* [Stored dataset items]
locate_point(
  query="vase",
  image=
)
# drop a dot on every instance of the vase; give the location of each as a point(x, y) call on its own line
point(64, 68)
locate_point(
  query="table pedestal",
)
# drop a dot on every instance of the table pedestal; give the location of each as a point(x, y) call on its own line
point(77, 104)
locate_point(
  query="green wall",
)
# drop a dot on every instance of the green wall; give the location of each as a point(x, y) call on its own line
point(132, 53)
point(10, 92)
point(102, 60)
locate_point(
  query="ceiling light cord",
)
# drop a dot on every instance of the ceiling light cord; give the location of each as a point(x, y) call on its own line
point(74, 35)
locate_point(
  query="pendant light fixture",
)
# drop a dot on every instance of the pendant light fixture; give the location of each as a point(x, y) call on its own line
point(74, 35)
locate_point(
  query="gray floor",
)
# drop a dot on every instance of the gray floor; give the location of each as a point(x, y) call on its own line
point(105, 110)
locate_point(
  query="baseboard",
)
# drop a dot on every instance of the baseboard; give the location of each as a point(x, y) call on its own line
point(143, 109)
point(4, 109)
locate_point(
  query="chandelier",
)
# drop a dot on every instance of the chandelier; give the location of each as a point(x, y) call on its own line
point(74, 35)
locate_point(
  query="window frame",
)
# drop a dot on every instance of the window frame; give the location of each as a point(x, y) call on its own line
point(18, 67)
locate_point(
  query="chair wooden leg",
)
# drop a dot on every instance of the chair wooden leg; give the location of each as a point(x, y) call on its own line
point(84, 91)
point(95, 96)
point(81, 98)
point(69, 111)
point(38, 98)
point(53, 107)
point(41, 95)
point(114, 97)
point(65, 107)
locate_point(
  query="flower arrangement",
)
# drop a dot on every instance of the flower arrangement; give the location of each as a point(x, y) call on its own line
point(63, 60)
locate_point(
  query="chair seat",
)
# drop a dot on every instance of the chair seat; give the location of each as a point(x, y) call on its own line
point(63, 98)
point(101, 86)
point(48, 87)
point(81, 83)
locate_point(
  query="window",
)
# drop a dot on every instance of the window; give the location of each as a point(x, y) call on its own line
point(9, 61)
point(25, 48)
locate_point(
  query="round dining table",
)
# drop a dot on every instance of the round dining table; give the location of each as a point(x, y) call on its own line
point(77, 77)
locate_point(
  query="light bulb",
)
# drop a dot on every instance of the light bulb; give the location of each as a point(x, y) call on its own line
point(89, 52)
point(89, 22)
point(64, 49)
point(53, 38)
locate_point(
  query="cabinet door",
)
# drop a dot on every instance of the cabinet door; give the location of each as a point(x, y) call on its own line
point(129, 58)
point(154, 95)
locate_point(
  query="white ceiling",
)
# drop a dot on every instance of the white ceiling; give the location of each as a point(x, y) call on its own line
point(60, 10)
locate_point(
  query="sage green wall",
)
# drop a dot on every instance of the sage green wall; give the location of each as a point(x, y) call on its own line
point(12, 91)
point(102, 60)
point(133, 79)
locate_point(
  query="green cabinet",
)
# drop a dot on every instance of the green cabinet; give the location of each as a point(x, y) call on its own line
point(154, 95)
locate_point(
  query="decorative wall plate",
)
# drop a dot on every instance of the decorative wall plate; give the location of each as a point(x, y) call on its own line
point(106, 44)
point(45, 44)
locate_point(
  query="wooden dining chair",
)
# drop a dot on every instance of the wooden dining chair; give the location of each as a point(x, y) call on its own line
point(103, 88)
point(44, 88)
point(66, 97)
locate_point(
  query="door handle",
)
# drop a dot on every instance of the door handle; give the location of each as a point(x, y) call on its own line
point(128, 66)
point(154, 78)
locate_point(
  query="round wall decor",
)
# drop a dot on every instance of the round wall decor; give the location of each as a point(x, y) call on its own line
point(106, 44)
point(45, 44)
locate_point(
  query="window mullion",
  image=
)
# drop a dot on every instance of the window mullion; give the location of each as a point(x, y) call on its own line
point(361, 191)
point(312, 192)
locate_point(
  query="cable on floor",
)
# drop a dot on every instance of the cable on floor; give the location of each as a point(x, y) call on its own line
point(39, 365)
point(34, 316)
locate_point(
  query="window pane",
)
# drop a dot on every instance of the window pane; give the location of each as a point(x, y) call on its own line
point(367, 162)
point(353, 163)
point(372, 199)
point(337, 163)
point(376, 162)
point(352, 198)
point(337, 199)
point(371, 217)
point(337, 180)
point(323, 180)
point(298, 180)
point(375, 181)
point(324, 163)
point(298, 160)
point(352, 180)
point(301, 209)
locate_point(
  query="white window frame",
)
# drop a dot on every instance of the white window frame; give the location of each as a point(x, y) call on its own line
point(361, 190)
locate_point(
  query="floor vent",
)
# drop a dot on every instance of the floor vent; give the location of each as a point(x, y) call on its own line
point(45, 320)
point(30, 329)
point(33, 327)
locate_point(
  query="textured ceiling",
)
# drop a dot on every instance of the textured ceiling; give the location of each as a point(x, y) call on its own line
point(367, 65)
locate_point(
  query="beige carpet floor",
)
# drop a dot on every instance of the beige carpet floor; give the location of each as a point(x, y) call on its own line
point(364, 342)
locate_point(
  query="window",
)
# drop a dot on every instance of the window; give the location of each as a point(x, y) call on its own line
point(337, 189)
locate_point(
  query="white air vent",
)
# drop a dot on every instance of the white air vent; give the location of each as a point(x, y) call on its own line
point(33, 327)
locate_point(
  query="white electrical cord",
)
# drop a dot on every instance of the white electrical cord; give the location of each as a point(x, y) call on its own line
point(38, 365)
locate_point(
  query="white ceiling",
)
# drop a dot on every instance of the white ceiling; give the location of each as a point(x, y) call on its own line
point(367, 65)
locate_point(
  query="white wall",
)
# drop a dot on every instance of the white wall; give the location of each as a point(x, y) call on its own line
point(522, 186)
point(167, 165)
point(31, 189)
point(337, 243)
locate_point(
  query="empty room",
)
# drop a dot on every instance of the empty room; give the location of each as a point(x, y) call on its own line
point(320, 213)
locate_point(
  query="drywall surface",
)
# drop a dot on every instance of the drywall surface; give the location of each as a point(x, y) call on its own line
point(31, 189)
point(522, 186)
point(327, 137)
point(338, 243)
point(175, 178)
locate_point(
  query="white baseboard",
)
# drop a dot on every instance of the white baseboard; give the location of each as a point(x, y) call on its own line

* [Exercise details] Rewrite all of the lines above, changing "drop a dot" to "place a marker" wherever it appears and leaving everything else unchanged.

* [Answer to the problem]
locate_point(
  query="vase",
  image=
)
# place a marker on every instance of the vase; give the location of each as a point(x, y) call on its own line
point(64, 68)
locate_point(
  query="table pedestal",
)
# place a marker on every instance of the table pedestal; give the location of each as a point(x, y) call on its own line
point(77, 104)
locate_point(
  query="green wall",
)
# place a marker on every instance of the green wall; give the location of each as a point(x, y) call on its own line
point(132, 53)
point(10, 92)
point(102, 60)
locate_point(
  query="ceiling light cord",
)
# place a marker on every instance of the ceiling light cord; give the location of each as a point(x, y) call on its own line
point(74, 35)
locate_point(
  query="pendant light fixture",
)
# place a marker on every instance of the pendant light fixture; give the location of each as a point(x, y) call on its own line
point(74, 35)
locate_point(
  query="gray floor",
)
# place a marker on every instance of the gray floor; give the location of each as a point(x, y) call on its own line
point(105, 110)
locate_point(
  query="baseboard",
)
# place a marker on every instance of the baseboard; give the location of each as a point(x, y) call on its own line
point(143, 109)
point(4, 109)
locate_point(
  query="chandelier",
)
# place a marker on every instance of the chandelier; give the location of each as a point(x, y) call on its own line
point(74, 35)
locate_point(
  query="window frame",
)
# place a marker on every instance of the window frame; give the location of each as a point(x, y) call on its own line
point(18, 67)
locate_point(
  query="chair wooden leg",
)
# place a marker on every instance of the chair wooden leg; give the location of each as a point(x, y) call on its own line
point(84, 91)
point(95, 96)
point(81, 98)
point(69, 111)
point(38, 98)
point(53, 107)
point(41, 95)
point(114, 97)
point(65, 107)
locate_point(
  query="flower arrangement",
)
# place a marker on every instance of the flower arrangement; give the location of each as a point(x, y) call on its own line
point(63, 60)
locate_point(
  query="chair seat",
)
# place a marker on every instance of the chair seat; give the location of each as a point(x, y) call on its own line
point(63, 98)
point(101, 86)
point(48, 87)
point(81, 83)
locate_point(
  query="window",
)
# place a marker on every instance of the window; give the location of each as a point(x, y) call on its own line
point(9, 61)
point(25, 48)
locate_point(
  query="round dining table",
)
# place a marker on every instance of the round dining table; give the location of each as a point(x, y) call on its own line
point(77, 77)
locate_point(
  query="light bulb",
)
# place a marker on every instance of the light bulb; give the location of each as a point(x, y) call on its own line
point(89, 52)
point(89, 22)
point(64, 49)
point(53, 38)
locate_point(
  query="cabinet door",
)
# place a marker on every instance of the cabinet door; give the location of each as a point(x, y) call on its own line
point(129, 58)
point(154, 95)
locate_point(
  query="white ceiling",
)
# place a marker on every instance of the white ceiling; give the location of each as a point(x, y) call on its own line
point(60, 10)
locate_point(
  query="sage green wall",
)
# place a marker on every instance of the sage green wall; give the location of each as a point(x, y) call on its own line
point(12, 91)
point(102, 60)
point(133, 79)
locate_point(
  query="green cabinet",
)
# place a marker on every instance of the green cabinet; give the location of each as a point(x, y) call on its own line
point(154, 95)
locate_point(
  query="decorative wall plate",
)
# place a marker on every instance of the decorative wall plate; give the location of each as a point(x, y) call on its own line
point(106, 44)
point(45, 44)
locate_point(
  query="wooden dining chair",
)
# place a marker on every instance of the wooden dining chair; give the location of each as a point(x, y) call on its own line
point(103, 88)
point(44, 88)
point(66, 97)
locate_point(
  query="door handle",
)
# place a marker on every instance of the door handle; give the location of each as a point(x, y) call on its own line
point(128, 66)
point(154, 78)
locate_point(
  query="round wall decor",
)
# place a marker on every instance of the round wall decor; give the location of each as a point(x, y) call on its own line
point(106, 44)
point(45, 44)
locate_point(
  query="window mullion",
  image=
)
# place a marker on every instance of the window mullion; give the location of each as a point(x, y) call on its own line
point(361, 191)
point(312, 192)
locate_point(
  query="cable on floor",
)
# place a marker on every instance of the cable on floor; give the location of each as a point(x, y) call on its own line
point(39, 365)
point(34, 316)
locate_point(
  query="window pane",
)
# place a marker on every instance of the window pane; give the location of each as a point(x, y) call on its own line
point(367, 162)
point(353, 163)
point(372, 199)
point(337, 163)
point(376, 162)
point(352, 198)
point(337, 199)
point(371, 217)
point(337, 180)
point(323, 180)
point(298, 180)
point(375, 181)
point(324, 163)
point(298, 160)
point(352, 180)
point(301, 209)
locate_point(
  query="white window frame",
)
# place a marker on every instance of the white window frame; give the location of each as a point(x, y) call on its own line
point(361, 190)
locate_point(
  query="floor vent",
)
# place a marker on every instance of the floor vent; give the location of each as a point(x, y) call on its own line
point(45, 320)
point(30, 329)
point(33, 327)
locate_point(
  query="textured ceiling",
)
# place a marker on every instance of the textured ceiling; give the location of each as a point(x, y) call on its own line
point(367, 65)
locate_point(
  query="beige carpet floor",
)
# place a marker on every instance of the beige carpet floor; give the location of each as a point(x, y) call on its own line
point(364, 342)
locate_point(
  query="window",
)
# place a marker on every instance of the window; give the location of each as a point(x, y) call on its own line
point(337, 189)
locate_point(
  query="white air vent",
)
# place a marker on every instance of the white air vent; give the location of each as a point(x, y) call on its own line
point(33, 327)
locate_point(
  query="white electrical cord",
)
# place a marker on every instance of the white electrical cord; give the location of each as a point(x, y) call on its own line
point(38, 365)
locate_point(
  query="white ceiling",
)
# place a marker on every instance of the white ceiling; give the location of each as a point(x, y) call on its own line
point(367, 65)
locate_point(
  query="white wall",
)
# place a marker on every instance of the white wall; give the location of each as a point(x, y) call on its own line
point(522, 186)
point(167, 165)
point(31, 189)
point(337, 243)
locate_point(
  query="empty room",
)
# place a marker on every instance of the empty room; give the location of each as a point(x, y) call on its own line
point(320, 213)
locate_point(
  query="drywall surface",
)
# place a marker on every instance of the drywall surface; give the location of each as a point(x, y) call on its own line
point(31, 189)
point(522, 186)
point(327, 137)
point(338, 243)
point(175, 178)
locate_point(
  query="white baseboard",
)
# place a marker on every instance of the white baseboard; give the location of each as a point(x, y) call on its own line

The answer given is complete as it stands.